(RECORD SET):
-.-.-
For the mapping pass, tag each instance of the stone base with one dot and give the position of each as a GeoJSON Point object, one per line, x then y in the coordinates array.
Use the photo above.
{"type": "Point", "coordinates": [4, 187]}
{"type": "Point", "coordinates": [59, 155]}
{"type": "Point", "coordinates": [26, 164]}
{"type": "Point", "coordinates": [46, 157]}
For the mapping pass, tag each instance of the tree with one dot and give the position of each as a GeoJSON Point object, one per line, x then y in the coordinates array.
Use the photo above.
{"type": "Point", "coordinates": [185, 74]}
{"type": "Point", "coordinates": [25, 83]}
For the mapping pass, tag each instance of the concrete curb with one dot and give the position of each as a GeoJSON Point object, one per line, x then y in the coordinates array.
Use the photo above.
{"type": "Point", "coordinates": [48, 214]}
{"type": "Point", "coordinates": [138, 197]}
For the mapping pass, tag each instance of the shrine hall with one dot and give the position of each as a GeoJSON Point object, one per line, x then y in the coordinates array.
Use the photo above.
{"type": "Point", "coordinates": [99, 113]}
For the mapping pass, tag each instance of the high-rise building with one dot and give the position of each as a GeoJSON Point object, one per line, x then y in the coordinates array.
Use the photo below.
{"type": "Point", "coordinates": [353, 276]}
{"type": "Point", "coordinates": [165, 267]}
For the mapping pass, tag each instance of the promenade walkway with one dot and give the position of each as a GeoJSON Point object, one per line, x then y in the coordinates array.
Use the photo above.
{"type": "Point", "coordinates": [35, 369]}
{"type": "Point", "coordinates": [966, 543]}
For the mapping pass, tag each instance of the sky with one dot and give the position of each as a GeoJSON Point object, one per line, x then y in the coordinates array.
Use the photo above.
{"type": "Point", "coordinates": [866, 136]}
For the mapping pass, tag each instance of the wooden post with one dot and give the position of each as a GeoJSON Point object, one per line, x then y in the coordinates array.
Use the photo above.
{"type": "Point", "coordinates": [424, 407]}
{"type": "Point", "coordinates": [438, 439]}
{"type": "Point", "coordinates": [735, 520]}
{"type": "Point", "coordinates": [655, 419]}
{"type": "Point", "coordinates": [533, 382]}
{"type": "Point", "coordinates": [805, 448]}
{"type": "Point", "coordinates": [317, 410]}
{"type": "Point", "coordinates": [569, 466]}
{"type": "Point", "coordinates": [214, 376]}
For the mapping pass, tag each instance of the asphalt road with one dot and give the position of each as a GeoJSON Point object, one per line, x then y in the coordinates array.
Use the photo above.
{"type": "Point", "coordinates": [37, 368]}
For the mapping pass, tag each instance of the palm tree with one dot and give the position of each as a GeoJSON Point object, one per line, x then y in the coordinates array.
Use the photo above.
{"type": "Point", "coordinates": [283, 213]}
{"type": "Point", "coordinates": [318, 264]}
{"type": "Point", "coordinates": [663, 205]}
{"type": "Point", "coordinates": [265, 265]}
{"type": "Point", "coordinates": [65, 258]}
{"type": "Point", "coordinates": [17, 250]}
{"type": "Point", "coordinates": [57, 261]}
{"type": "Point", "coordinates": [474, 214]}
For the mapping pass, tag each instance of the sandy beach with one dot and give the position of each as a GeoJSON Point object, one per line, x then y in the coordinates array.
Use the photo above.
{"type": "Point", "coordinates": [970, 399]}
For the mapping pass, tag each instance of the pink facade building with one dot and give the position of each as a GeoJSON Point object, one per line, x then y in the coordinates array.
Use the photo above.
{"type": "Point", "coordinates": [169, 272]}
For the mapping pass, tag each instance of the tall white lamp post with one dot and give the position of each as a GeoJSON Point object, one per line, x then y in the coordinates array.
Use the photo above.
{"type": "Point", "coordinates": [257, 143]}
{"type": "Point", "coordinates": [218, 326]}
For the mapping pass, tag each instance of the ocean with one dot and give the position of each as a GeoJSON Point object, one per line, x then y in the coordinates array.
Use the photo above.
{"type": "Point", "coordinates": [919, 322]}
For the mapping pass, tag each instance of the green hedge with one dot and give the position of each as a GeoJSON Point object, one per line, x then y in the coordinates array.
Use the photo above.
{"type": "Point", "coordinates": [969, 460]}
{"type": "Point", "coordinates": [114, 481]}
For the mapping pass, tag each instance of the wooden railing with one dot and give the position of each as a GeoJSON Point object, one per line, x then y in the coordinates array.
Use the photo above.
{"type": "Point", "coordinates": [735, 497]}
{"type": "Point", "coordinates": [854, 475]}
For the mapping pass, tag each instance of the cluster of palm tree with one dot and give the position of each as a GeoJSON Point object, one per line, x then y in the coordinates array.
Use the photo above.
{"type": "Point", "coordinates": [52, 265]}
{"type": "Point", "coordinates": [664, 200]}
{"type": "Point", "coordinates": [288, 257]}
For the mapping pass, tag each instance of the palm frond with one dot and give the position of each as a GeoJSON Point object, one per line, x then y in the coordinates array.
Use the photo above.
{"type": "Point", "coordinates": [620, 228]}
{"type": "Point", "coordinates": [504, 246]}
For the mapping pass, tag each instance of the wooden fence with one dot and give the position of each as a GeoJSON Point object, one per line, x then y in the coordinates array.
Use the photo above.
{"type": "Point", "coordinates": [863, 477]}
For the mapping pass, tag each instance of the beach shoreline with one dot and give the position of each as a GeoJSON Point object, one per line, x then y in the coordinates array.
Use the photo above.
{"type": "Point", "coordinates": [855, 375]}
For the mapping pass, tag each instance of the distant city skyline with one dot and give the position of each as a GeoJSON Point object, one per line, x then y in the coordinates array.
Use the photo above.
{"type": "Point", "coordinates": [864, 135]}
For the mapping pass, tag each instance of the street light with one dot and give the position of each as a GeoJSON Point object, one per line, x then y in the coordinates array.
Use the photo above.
-.-.-
(STATED PROBLEM):
Quote the data above in full, changing nothing.

(TASK RESULT):
For the mapping pass, tag each instance of the stone base with one dot and give the position of each as a GeoJSON Point object, one per line, x then y in the coordinates array.
Use the photo above.
{"type": "Point", "coordinates": [4, 187]}
{"type": "Point", "coordinates": [59, 155]}
{"type": "Point", "coordinates": [26, 164]}
{"type": "Point", "coordinates": [46, 157]}
For the mapping pass, tag each instance of the tree with one dot and give the position of each as a GeoJSON Point object, one per line, x then y in the coordinates array.
Use the photo above.
{"type": "Point", "coordinates": [185, 74]}
{"type": "Point", "coordinates": [25, 83]}
For the mapping pass, tag each instance of the concrete curb with one dot and give the position of each as a GeoJSON Point object, one per line, x then y in the coordinates array.
Use the photo above.
{"type": "Point", "coordinates": [48, 214]}
{"type": "Point", "coordinates": [138, 197]}
For the mapping pass, tag each instance of the shrine hall with one dot and give the position of each as a GeoJSON Point object, one per line, x then y in the coordinates array.
Use the photo above.
{"type": "Point", "coordinates": [99, 113]}
For the mapping pass, tag each instance of the high-rise building with one dot and give the position of each as a GeoJSON Point object, one per line, x then y in the coordinates array.
Use the photo below.
{"type": "Point", "coordinates": [353, 276]}
{"type": "Point", "coordinates": [165, 267]}
For the mapping pass, tag each instance of the promenade walkway with one dot and give the position of each as a GeoJSON Point object, one per line, x then y in the coordinates array.
Use the photo above.
{"type": "Point", "coordinates": [35, 369]}
{"type": "Point", "coordinates": [966, 543]}
For the mapping pass, tag each instance of the sky with one dot and give the position of each as a GeoJSON Point object, one per line, x then y in the coordinates array.
Use the photo above.
{"type": "Point", "coordinates": [866, 136]}
For the mapping pass, tag each instance of the wooden post with one dot and give the position of each as a GeoJSON Point object, one per line, x then y in the coordinates array.
Use the photo above.
{"type": "Point", "coordinates": [424, 407]}
{"type": "Point", "coordinates": [438, 439]}
{"type": "Point", "coordinates": [735, 520]}
{"type": "Point", "coordinates": [655, 419]}
{"type": "Point", "coordinates": [533, 382]}
{"type": "Point", "coordinates": [805, 448]}
{"type": "Point", "coordinates": [317, 410]}
{"type": "Point", "coordinates": [569, 466]}
{"type": "Point", "coordinates": [214, 376]}
For the mapping pass, tag each instance of the asphalt road with one dot and give the position of each as a GeoJSON Point object, one per line, x then y in the coordinates array.
Use the photo above.
{"type": "Point", "coordinates": [37, 368]}
For the mapping pass, tag each instance of the palm tree with one dot and give the position of each as a GeoJSON Point object, one per line, x then y in the coordinates array.
Use the photo above.
{"type": "Point", "coordinates": [283, 213]}
{"type": "Point", "coordinates": [318, 264]}
{"type": "Point", "coordinates": [663, 205]}
{"type": "Point", "coordinates": [265, 265]}
{"type": "Point", "coordinates": [65, 258]}
{"type": "Point", "coordinates": [17, 250]}
{"type": "Point", "coordinates": [57, 261]}
{"type": "Point", "coordinates": [474, 214]}
For the mapping pass, tag each instance of the sandy beach with one dot and give the position of each as a GeoJSON Point object, one per line, x then y in the coordinates array.
Use the photo above.
{"type": "Point", "coordinates": [970, 399]}
For the mapping pass, tag each instance of the pink facade building with one dot and give the position of each as a GeoJSON Point object, one per line, x then y in the coordinates array.
Use the photo above.
{"type": "Point", "coordinates": [169, 272]}
For the mapping pass, tag each instance of the tall white lamp post with one dot and give the position of each as a GeoJSON Point object, one per line, x then y in the coordinates array.
Use the photo above.
{"type": "Point", "coordinates": [257, 143]}
{"type": "Point", "coordinates": [218, 326]}
For the mapping pass, tag each instance of the ocean with one dot and give the position of each as a GeoJSON Point object, one per line, x then y in the coordinates array.
Use the photo above.
{"type": "Point", "coordinates": [919, 322]}
For the mapping pass, tag each instance of the green hedge with one dot and give the position of each as a GeoJSON Point object, one per line, x then y in the coordinates array.
Use the photo above.
{"type": "Point", "coordinates": [969, 460]}
{"type": "Point", "coordinates": [114, 481]}
For the mapping pass, tag each instance of the wooden railing with one dot and give the position of each as a GeoJSON Point object, one per line, x then y in the coordinates array.
Use the photo above.
{"type": "Point", "coordinates": [735, 497]}
{"type": "Point", "coordinates": [854, 475]}
For the mapping pass, tag each instance of the cluster of palm tree with one dot and give the position of each as a GeoJSON Point object, one per line, x then y in the coordinates array.
Use the photo above.
{"type": "Point", "coordinates": [52, 265]}
{"type": "Point", "coordinates": [664, 200]}
{"type": "Point", "coordinates": [288, 257]}
For the mapping pass, tag each instance of the palm frond with one dot and give the position of each as a GeoJSON Point object, one per line, x then y in the coordinates array.
Use the photo above.
{"type": "Point", "coordinates": [620, 228]}
{"type": "Point", "coordinates": [504, 246]}
For the mapping pass, tag each instance of the wooden fence with one dot and give the position of each as a GeoJSON Point object, one per line, x then y in the coordinates array.
Use the photo above.
{"type": "Point", "coordinates": [863, 477]}
For the mapping pass, tag each instance of the beach shoreline with one dot and give the position of each as a GeoJSON Point object, one per line, x then y in the coordinates array.
Use the photo above.
{"type": "Point", "coordinates": [855, 375]}
For the mapping pass, tag each instance of the distant city skyline with one dot and give the position of each as a GeoJSON Point object, one per line, x then y in the coordinates array.
Use the photo above.
{"type": "Point", "coordinates": [864, 135]}
For the mapping pass, tag each instance of the street light with one dot and give the position of each as a GeoJSON Point object, one per line, x then y in the coordinates array.
Use the photo above.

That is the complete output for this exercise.